» **SUPPLIED TEXT**:
* * * * * * *

Referring to FIGS. 1 and 2, the fingernail artwork application system of the present invention comprises a main system module 2 supported by a base stand 4, a video monitor 8, and a keyboard 10. The main system module 2 houses computer 12 and a color applicator 70 for applying the artwork to the fingernails of the user. In the preferred embodiment, the color applicator 70 can be any commercially available ink jet printer, such as Hewlett Packard Desk Jet 820, a Hewlett Packard Desk Jet 870 CSE, or an Epson 850. A hand mold 18 is provided, which is connected to the main system module 2. As described in more detail below, the hand mold 18 enables a user to position one or more fingernails into a preferred height position, and next to a preferred art coating position when the hand mold 18 is inserted into operational relation with the color applicator 70.
As shown diagrammatically in FIG. 2, the computer 12 of the main system module 2 comprises a data collection and storage module 66, a data computation module 67, a video interface 68, and a system power supply 69. The data collection and storage module 66 has access to a computer media catalogue (not shown), which holds a plurality of color and design variances so that a desired art effect can be created for the user. As will be readily appreciated by those skilled in the art, such computer media catalogues can be in many forms, including, without limitation, data on computer diskettes, CD-roms, computer software programs and/or retrieved from the Internet.
The video monitor 8 is electrically connected to the video interface of the computer 12 to permit the user to view color and design schemes for selection of a desired art effect from the information in the computer media catalogue and or from the information stored in the data collection and storage module 66. The video monitor 8 also displays program instructions guiding the user through the art selection and application process. The keyboard 10, which is electrically connected to the computer 12, allows the user to interact with the instructions displayed on the video monitor 8 and to enter his or her selections and commands. Upon selection of the desired colors and artwork, the user may preview the selections prior to application of the artwork to the user's fingernails by displaying the selection on the video monitor, or by printing the selection on a disposable substrate, such as paper (not shown).

* * * * * * *

» **DATA SEGMENT**:
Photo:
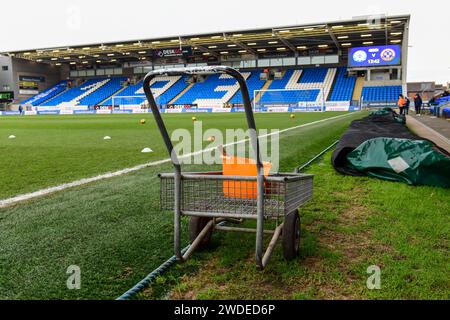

* * * * * * *

In the fingernail artwork system description, what two ways can the user preview selected colors and artwork before they are applied?

The user can display the selection on the video monitor or print it on a disposable substrate, such as paper.